ASSIGNED TASK: Whenever the word "asphalt" shows up in a line of the data, copy that line.

GIVEN DATA:

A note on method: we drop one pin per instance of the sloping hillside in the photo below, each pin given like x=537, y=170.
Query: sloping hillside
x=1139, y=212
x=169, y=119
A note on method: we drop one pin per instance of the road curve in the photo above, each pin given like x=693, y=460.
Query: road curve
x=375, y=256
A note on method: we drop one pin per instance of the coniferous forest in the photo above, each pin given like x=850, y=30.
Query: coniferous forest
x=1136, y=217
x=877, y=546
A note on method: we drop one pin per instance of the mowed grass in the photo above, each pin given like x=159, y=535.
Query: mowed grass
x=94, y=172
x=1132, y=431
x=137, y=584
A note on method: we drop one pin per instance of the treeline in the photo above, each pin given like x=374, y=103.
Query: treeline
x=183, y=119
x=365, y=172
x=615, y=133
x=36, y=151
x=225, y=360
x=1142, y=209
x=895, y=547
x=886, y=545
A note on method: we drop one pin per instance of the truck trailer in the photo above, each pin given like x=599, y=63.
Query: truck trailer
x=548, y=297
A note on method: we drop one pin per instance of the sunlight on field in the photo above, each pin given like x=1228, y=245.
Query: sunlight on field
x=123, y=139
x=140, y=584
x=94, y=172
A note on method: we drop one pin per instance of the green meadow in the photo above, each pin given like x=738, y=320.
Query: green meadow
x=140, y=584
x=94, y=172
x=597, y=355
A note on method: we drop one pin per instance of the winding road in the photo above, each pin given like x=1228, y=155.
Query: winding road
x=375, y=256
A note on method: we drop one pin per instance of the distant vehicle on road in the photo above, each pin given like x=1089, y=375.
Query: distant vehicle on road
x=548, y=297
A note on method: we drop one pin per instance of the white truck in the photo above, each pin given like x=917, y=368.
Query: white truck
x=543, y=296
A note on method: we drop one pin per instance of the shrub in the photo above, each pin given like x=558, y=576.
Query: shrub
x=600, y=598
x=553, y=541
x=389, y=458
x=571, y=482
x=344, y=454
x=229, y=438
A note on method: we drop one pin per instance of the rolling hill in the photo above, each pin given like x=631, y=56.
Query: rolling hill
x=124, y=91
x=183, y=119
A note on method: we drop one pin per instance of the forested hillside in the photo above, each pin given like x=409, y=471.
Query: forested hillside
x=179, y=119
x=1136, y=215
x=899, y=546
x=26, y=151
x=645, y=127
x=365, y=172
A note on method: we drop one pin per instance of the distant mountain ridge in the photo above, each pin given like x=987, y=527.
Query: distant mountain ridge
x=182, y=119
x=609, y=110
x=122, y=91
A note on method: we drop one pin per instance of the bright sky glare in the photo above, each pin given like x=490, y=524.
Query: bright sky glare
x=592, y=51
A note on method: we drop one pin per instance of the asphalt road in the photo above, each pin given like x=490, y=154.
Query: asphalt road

SOLUTION TO THIS PROBLEM:
A note on method: we drop one pin per instance of the asphalt road in the photo above, each pin given like x=490, y=154.
Query: asphalt road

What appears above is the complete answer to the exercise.